Copy every line of the data below character for character, leaving out the pictures.

>>>

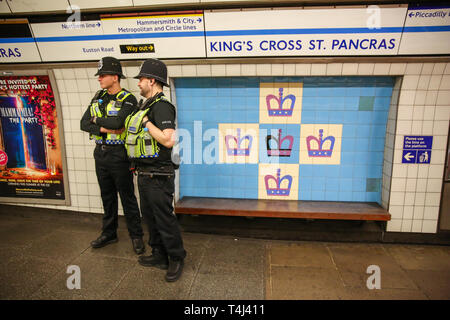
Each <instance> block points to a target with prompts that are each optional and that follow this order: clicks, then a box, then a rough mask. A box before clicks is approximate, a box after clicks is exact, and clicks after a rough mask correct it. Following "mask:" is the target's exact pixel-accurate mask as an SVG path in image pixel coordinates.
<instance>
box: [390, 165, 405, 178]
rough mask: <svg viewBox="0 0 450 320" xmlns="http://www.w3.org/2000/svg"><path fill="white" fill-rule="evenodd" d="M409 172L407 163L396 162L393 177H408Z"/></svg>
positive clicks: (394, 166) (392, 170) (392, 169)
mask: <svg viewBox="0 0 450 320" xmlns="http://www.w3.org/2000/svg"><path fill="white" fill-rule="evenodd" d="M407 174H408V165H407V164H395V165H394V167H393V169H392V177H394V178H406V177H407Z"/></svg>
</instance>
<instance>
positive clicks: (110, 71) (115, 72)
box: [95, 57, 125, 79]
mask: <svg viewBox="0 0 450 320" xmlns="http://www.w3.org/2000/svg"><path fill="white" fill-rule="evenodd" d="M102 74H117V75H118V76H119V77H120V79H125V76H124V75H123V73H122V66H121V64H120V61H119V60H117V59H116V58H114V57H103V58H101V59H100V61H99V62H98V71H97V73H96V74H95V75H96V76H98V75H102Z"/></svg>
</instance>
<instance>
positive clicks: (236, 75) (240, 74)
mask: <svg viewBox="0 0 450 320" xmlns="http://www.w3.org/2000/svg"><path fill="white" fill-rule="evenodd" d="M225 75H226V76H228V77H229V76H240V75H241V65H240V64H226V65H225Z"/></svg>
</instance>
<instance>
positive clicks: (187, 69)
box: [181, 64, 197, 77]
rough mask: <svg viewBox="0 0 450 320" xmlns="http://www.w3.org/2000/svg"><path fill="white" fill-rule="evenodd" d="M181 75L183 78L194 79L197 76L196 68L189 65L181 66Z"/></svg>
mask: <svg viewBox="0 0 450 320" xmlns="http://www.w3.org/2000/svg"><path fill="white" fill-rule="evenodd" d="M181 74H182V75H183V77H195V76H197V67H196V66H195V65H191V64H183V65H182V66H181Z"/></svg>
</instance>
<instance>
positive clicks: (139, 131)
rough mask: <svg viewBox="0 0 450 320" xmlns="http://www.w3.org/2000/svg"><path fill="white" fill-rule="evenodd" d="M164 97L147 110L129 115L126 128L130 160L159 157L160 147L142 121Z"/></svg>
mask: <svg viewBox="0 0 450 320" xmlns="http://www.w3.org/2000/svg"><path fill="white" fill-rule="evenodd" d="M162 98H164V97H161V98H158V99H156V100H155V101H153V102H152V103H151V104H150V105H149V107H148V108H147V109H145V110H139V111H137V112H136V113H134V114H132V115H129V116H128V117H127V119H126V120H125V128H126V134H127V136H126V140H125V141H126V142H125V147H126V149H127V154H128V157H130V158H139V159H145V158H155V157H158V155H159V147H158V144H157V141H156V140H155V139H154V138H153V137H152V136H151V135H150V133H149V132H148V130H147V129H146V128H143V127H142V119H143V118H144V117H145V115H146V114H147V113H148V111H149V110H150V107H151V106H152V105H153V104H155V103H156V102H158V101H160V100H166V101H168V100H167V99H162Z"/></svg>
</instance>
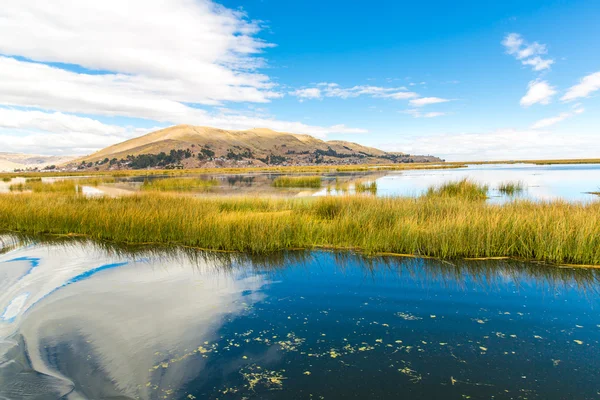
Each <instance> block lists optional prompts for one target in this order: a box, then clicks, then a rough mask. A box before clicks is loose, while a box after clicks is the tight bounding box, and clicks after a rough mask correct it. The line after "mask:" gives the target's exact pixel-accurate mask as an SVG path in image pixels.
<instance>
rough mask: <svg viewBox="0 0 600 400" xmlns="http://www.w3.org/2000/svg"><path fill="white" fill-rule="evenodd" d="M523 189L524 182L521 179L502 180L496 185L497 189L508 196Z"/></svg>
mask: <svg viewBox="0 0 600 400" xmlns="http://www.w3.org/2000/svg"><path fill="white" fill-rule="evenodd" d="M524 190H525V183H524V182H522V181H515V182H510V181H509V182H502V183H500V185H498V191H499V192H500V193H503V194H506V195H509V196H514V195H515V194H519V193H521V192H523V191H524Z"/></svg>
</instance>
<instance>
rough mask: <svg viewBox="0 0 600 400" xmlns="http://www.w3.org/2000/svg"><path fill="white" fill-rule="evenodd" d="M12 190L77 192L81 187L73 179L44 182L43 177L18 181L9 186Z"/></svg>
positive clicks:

<<<

### ANSWER BELOW
Each <instance> block points to a target with prompts that are each optional and that follow this order: clicks, then a box, then a rough mask. A box before clicks is approximate, a box after clicks is exact, and clicks after a rough mask correct it. Following "mask:" is the target's exact pixel-accurate mask as an SVG path in image pixel coordinates.
<instance>
box: [390, 165, 405, 178]
rough mask: <svg viewBox="0 0 450 320" xmlns="http://www.w3.org/2000/svg"><path fill="white" fill-rule="evenodd" d="M409 172L407 163L396 162L393 177H408Z"/></svg>
positive clicks: (394, 166) (392, 170) (392, 169)
mask: <svg viewBox="0 0 450 320" xmlns="http://www.w3.org/2000/svg"><path fill="white" fill-rule="evenodd" d="M407 174H408V165H407V164H395V165H394V167H393V169H392V177H394V178H406V177H407Z"/></svg>
</instance>
<instance>
positive clicks: (110, 71) (115, 72)
box: [95, 57, 125, 79]
mask: <svg viewBox="0 0 450 320" xmlns="http://www.w3.org/2000/svg"><path fill="white" fill-rule="evenodd" d="M102 74H117V75H118V76H119V77H120V79H125V76H124V75H123V73H122V66H121V64H120V61H119V60H117V59H116V58H114V57H103V58H101V59H100V61H99V62H98V71H97V73H96V74H95V75H96V76H98V75H102Z"/></svg>
</instance>
<instance>
positive clicks: (236, 75) (240, 74)
mask: <svg viewBox="0 0 450 320" xmlns="http://www.w3.org/2000/svg"><path fill="white" fill-rule="evenodd" d="M225 75H226V76H228V77H229V76H240V75H241V65H240V64H226V65H225Z"/></svg>
</instance>
<instance>
positive clicks: (187, 69)
box: [181, 64, 197, 77]
rough mask: <svg viewBox="0 0 450 320" xmlns="http://www.w3.org/2000/svg"><path fill="white" fill-rule="evenodd" d="M181 75L183 78L194 79L197 76L196 68L189 65L181 66Z"/></svg>
mask: <svg viewBox="0 0 450 320" xmlns="http://www.w3.org/2000/svg"><path fill="white" fill-rule="evenodd" d="M181 74H182V75H183V77H195V76H197V67H196V66H195V65H191V64H183V65H182V66H181Z"/></svg>
</instance>
<instance>
positive clicks: (139, 131)
rough mask: <svg viewBox="0 0 450 320" xmlns="http://www.w3.org/2000/svg"><path fill="white" fill-rule="evenodd" d="M164 97L147 110L129 115L126 128L130 160L159 157L160 147L142 121Z"/></svg>
mask: <svg viewBox="0 0 450 320" xmlns="http://www.w3.org/2000/svg"><path fill="white" fill-rule="evenodd" d="M162 98H164V97H161V98H158V99H156V100H155V101H153V102H152V103H151V104H150V105H149V107H148V108H147V109H145V110H139V111H137V112H136V113H134V114H132V115H129V116H128V117H127V119H126V120H125V128H126V134H127V136H126V140H125V141H126V142H125V147H126V149H127V154H128V157H130V158H139V159H145V158H155V157H158V155H159V147H158V144H157V141H156V140H155V139H154V138H153V137H152V136H151V135H150V133H149V132H148V130H147V129H146V128H143V127H142V119H143V118H144V117H145V115H146V114H147V113H148V111H149V110H150V107H151V106H152V105H153V104H155V103H156V102H158V101H160V100H166V101H168V100H167V99H162Z"/></svg>
</instance>
Each <instance> block lists optional prompts for one target in this order: a box, then clicks, then a rough mask. A box before clicks is loose, while a box after clicks is the tight bounding box, and clicks after a rough mask correct it. The line after "mask:" gives the target's exact pixel-accurate mask as an SVG path in image pixels.
<instance>
rough mask: <svg viewBox="0 0 600 400" xmlns="http://www.w3.org/2000/svg"><path fill="white" fill-rule="evenodd" d="M523 189L524 182L521 179L502 180L496 185L497 189L508 196Z"/></svg>
mask: <svg viewBox="0 0 600 400" xmlns="http://www.w3.org/2000/svg"><path fill="white" fill-rule="evenodd" d="M524 190H525V183H524V182H522V181H515V182H510V181H509V182H502V183H500V185H498V191H499V192H500V193H503V194H506V195H509V196H514V195H515V194H519V193H521V192H523V191H524Z"/></svg>
</instance>
<instance>
rough mask: <svg viewBox="0 0 600 400" xmlns="http://www.w3.org/2000/svg"><path fill="white" fill-rule="evenodd" d="M12 190L77 192L81 187L73 179L44 182L43 177L18 181L9 186Z"/></svg>
positive clicks:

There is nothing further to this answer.